Shape boundary rows >>
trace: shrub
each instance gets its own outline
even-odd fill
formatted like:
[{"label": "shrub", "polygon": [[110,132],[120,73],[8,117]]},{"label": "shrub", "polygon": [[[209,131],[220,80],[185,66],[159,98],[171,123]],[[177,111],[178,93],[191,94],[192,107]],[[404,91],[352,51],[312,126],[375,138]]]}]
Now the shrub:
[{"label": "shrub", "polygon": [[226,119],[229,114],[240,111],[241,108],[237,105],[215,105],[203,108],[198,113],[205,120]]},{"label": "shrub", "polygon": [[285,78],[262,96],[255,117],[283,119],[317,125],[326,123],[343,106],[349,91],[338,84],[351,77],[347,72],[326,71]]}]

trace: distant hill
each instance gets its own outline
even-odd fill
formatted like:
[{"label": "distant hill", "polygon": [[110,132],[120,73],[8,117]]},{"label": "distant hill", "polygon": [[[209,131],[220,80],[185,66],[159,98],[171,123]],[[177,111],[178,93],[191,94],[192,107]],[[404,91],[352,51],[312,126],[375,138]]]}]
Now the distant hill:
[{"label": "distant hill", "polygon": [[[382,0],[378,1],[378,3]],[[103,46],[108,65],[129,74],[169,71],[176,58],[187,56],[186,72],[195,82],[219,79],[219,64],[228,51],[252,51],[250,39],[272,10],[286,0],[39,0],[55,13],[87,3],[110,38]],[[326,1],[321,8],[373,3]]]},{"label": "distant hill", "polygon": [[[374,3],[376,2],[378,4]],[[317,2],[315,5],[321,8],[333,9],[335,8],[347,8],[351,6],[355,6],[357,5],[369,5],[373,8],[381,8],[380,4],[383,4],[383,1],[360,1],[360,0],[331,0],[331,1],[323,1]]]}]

Exercise >>
Write out the rows above again, swapping each "even-odd" for "nonzero" and leaving everything else the same.

Full response >>
trace: shrub
each instance gets its own outline
nonzero fill
formatted like:
[{"label": "shrub", "polygon": [[110,132],[120,73],[8,117]]},{"label": "shrub", "polygon": [[[209,131],[220,80],[185,66],[159,98],[171,123]],[[177,111],[178,93],[191,94],[192,107]],[[404,91],[352,51],[312,126],[375,138]]]}]
Now the shrub:
[{"label": "shrub", "polygon": [[226,119],[229,114],[240,111],[241,108],[237,105],[215,105],[203,108],[198,113],[205,120]]},{"label": "shrub", "polygon": [[285,78],[262,96],[255,117],[283,119],[317,125],[326,123],[343,106],[349,91],[338,84],[351,77],[347,72],[326,71]]}]

trace: distant hill
each instance gets its own outline
nonzero fill
formatted like:
[{"label": "distant hill", "polygon": [[110,132],[120,73],[8,117]]},{"label": "distant hill", "polygon": [[[209,131],[220,80],[185,66],[159,98],[171,123]],[[177,111],[178,93],[191,94],[192,107]],[[404,91],[352,51],[312,126],[375,138]]]}]
Now the distant hill:
[{"label": "distant hill", "polygon": [[[382,0],[378,1],[378,3]],[[103,46],[108,65],[129,74],[169,71],[176,58],[187,56],[186,72],[195,82],[219,79],[219,64],[228,51],[252,51],[250,39],[272,10],[286,0],[39,0],[55,13],[87,3],[110,38]],[[326,1],[321,8],[373,3]]]},{"label": "distant hill", "polygon": [[[374,3],[376,2],[378,4]],[[317,2],[315,5],[321,8],[333,9],[335,8],[347,8],[351,6],[355,6],[357,5],[369,5],[373,8],[381,8],[380,4],[383,4],[383,1],[360,1],[360,0],[331,0],[331,1],[323,1]]]}]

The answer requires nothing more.